**EXERCISE OBJECTIVE**
The records underneath are to be printed in full and exactly, with no pictures carried over.

(Point-per-instance localization data)

□ □ □ □ □ □ □

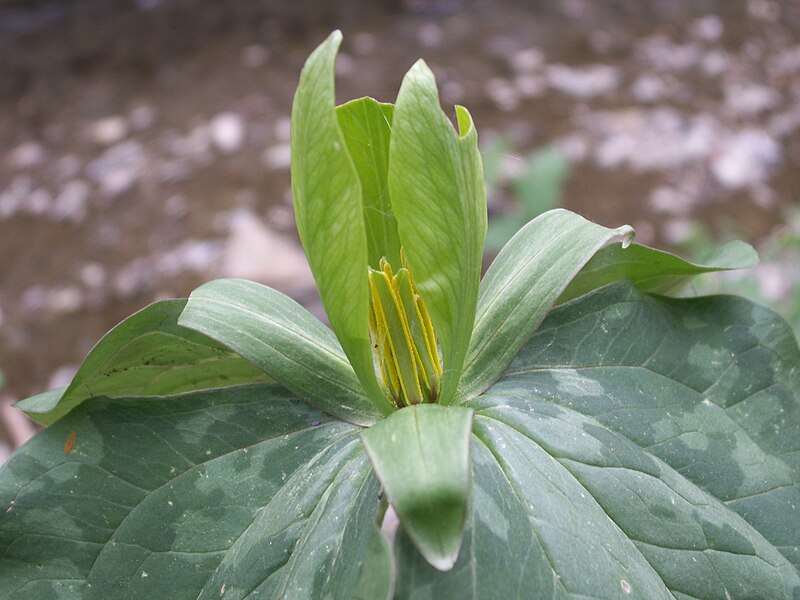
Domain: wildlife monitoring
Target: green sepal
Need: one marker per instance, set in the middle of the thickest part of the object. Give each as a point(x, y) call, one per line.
point(329, 212)
point(421, 457)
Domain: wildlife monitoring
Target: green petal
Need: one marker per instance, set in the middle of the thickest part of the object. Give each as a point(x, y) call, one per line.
point(438, 196)
point(329, 213)
point(522, 285)
point(284, 340)
point(367, 127)
point(654, 270)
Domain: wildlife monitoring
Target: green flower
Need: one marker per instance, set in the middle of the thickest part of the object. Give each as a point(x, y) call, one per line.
point(391, 210)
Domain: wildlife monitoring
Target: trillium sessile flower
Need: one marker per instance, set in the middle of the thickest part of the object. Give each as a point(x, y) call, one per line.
point(391, 211)
point(372, 182)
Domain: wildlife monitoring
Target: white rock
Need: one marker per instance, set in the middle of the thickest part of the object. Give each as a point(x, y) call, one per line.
point(530, 86)
point(430, 35)
point(278, 157)
point(27, 155)
point(254, 251)
point(71, 202)
point(93, 275)
point(708, 28)
point(648, 88)
point(746, 158)
point(108, 130)
point(750, 99)
point(12, 199)
point(227, 132)
point(118, 169)
point(670, 201)
point(527, 60)
point(715, 62)
point(583, 82)
point(63, 300)
point(283, 129)
point(38, 202)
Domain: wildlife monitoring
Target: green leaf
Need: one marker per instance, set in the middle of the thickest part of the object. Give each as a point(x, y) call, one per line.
point(436, 185)
point(421, 457)
point(654, 270)
point(367, 127)
point(284, 340)
point(148, 354)
point(377, 579)
point(230, 493)
point(639, 447)
point(522, 285)
point(329, 212)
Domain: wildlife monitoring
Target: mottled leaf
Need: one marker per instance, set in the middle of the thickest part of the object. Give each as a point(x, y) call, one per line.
point(639, 447)
point(438, 196)
point(148, 354)
point(654, 270)
point(246, 492)
point(421, 457)
point(377, 578)
point(283, 339)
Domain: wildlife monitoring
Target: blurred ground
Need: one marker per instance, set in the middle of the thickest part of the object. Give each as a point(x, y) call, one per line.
point(144, 145)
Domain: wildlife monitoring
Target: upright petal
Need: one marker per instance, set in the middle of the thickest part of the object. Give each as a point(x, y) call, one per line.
point(329, 213)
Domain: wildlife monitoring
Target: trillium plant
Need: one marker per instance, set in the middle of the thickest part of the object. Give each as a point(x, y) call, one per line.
point(565, 427)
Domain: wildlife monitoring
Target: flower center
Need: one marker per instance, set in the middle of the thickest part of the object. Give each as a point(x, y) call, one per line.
point(402, 336)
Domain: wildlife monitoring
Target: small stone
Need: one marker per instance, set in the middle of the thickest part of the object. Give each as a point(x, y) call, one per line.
point(746, 159)
point(364, 43)
point(63, 300)
point(715, 62)
point(67, 167)
point(750, 99)
point(93, 275)
point(345, 65)
point(38, 202)
point(27, 155)
point(109, 130)
point(255, 56)
point(283, 129)
point(176, 207)
point(227, 132)
point(278, 157)
point(530, 86)
point(527, 60)
point(670, 201)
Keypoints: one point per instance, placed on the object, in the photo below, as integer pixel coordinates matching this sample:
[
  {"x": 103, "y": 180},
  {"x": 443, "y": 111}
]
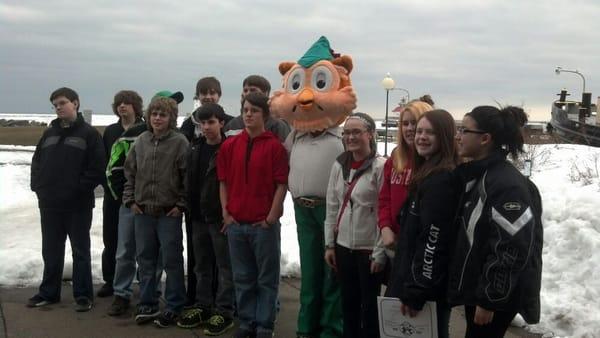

□ □ □ □ □ □ □

**TASK RESPONSE**
Domain: wildlife monitoring
Target: green sepal
Need: one marker per instance, set in the middle of the thickest part of the object. Give each as a point(x, y) call, one per line.
point(329, 212)
point(421, 457)
Domain: wildlife monitoring
Target: green petal
Need: one marker per instance, set in the middle of the thickest part of the object. Give each as a point(x, y) call, one per line.
point(438, 196)
point(329, 213)
point(522, 285)
point(284, 340)
point(367, 127)
point(654, 270)
Domain: wildlife monitoring
Target: green flower
Need: one marker per instance, set in the middle of the thickest part of the object. Give each as a point(x, y) call, one per line.
point(391, 210)
Domain: wildlife monitoring
Target: trillium sessile flower
Need: one marker per instance, set in the middle of the thickest part of the object. Give each as a point(x, y) call, one per line.
point(391, 211)
point(372, 182)
Domain: wildlife monitoring
Target: white rock
Need: one marker per instance, set in the middle of the thickest part of the object. Give each as a point(x, y) call, one per line.
point(530, 86)
point(430, 35)
point(278, 157)
point(27, 155)
point(254, 251)
point(71, 202)
point(93, 275)
point(708, 28)
point(648, 88)
point(746, 158)
point(108, 130)
point(750, 99)
point(12, 199)
point(227, 132)
point(118, 169)
point(670, 201)
point(527, 60)
point(715, 62)
point(583, 82)
point(63, 300)
point(283, 129)
point(38, 202)
Domain: wildlife monitoring
Target: green leaf
Need: one marker per instance, set in the middle of the thickest part of the object. Give each as a point(x, y) call, one per line.
point(436, 185)
point(421, 457)
point(654, 270)
point(367, 127)
point(284, 340)
point(148, 354)
point(377, 579)
point(230, 493)
point(639, 447)
point(522, 285)
point(329, 212)
Domain: wildlife monitoring
Target: mottled leaf
Need: one marker per instance, set in the middle of the thickest part of the object. Give each as a point(x, y) call, one per line.
point(639, 447)
point(438, 196)
point(148, 354)
point(654, 270)
point(246, 492)
point(421, 457)
point(377, 578)
point(283, 339)
Domain: wildlife monitoring
Target: blurred ground
Need: one marker per instance, set in the middle of the thickest part of the object. Give each as a point(x, y) call, one per line.
point(144, 145)
Domain: wildlife monitoring
Target: upright petal
Need: one marker per instance, set in the middle of the thickest part of the object. Give each as a point(x, y) call, one per line.
point(329, 213)
Domain: wildlife monitoring
Target: trillium plant
Need: one marker per instance, set in the middle of the thickest part of the object. Give each as a point(x, y) call, one per line.
point(565, 427)
Domain: wildlife monitoring
Target: flower center
Need: one marker per instance, set in the middle of the thickest part of the object. Give each as a point(x, y) call, one per line.
point(402, 336)
Domain: wildlife monitoring
Target: small stone
Need: one marker per instance, set in the middle of the thickest part of the object. Give each as a point(x, y) call, one per line.
point(746, 159)
point(364, 43)
point(63, 300)
point(715, 62)
point(67, 167)
point(750, 99)
point(93, 275)
point(345, 65)
point(38, 202)
point(27, 155)
point(109, 130)
point(255, 56)
point(283, 129)
point(176, 207)
point(227, 132)
point(278, 157)
point(530, 86)
point(527, 60)
point(670, 201)
Keypoints: one point per instance, placed on the object, in the photo below, as integer pixel coordinates matching this sample:
[
  {"x": 103, "y": 180},
  {"x": 443, "y": 111}
]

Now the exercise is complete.